Exercise> Copy out, exactly as given, every line from the line with "Place one pin on each instance of the truck door" to the end of the listing, both of those lines included.

Data records>
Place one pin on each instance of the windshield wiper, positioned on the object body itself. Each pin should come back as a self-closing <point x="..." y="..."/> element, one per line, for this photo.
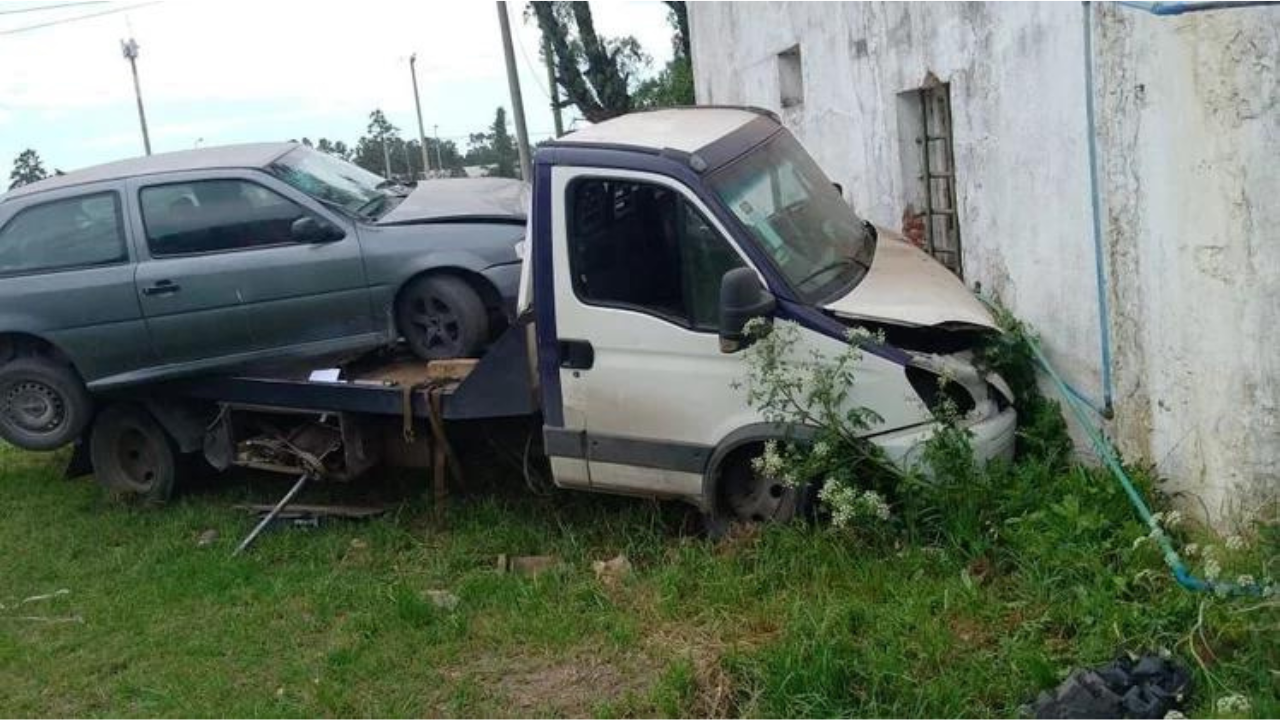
<point x="833" y="265"/>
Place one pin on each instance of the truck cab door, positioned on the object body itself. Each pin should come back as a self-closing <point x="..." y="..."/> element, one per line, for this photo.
<point x="645" y="393"/>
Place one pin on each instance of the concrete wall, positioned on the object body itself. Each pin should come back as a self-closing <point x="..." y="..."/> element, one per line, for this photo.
<point x="1189" y="131"/>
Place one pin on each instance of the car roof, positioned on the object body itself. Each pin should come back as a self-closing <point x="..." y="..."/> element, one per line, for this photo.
<point x="688" y="130"/>
<point x="247" y="155"/>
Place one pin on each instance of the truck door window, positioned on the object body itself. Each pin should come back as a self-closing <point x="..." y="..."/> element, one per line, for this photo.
<point x="641" y="246"/>
<point x="65" y="233"/>
<point x="215" y="215"/>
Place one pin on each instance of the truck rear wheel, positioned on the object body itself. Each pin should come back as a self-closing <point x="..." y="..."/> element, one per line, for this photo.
<point x="44" y="405"/>
<point x="133" y="458"/>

Response to this exercise>
Place one pin on each instance of the truck door window, positioned on the object body itself. Each pin should come back as a self-closing <point x="..." y="..."/> element, one per line, for this photo.
<point x="641" y="246"/>
<point x="65" y="233"/>
<point x="215" y="215"/>
Place one pin on each instance of the truck rear wheel, positioned on the object body itself. Each pin should come back as a self-closing <point x="..." y="..."/> element, one per line, for this photo.
<point x="44" y="405"/>
<point x="133" y="458"/>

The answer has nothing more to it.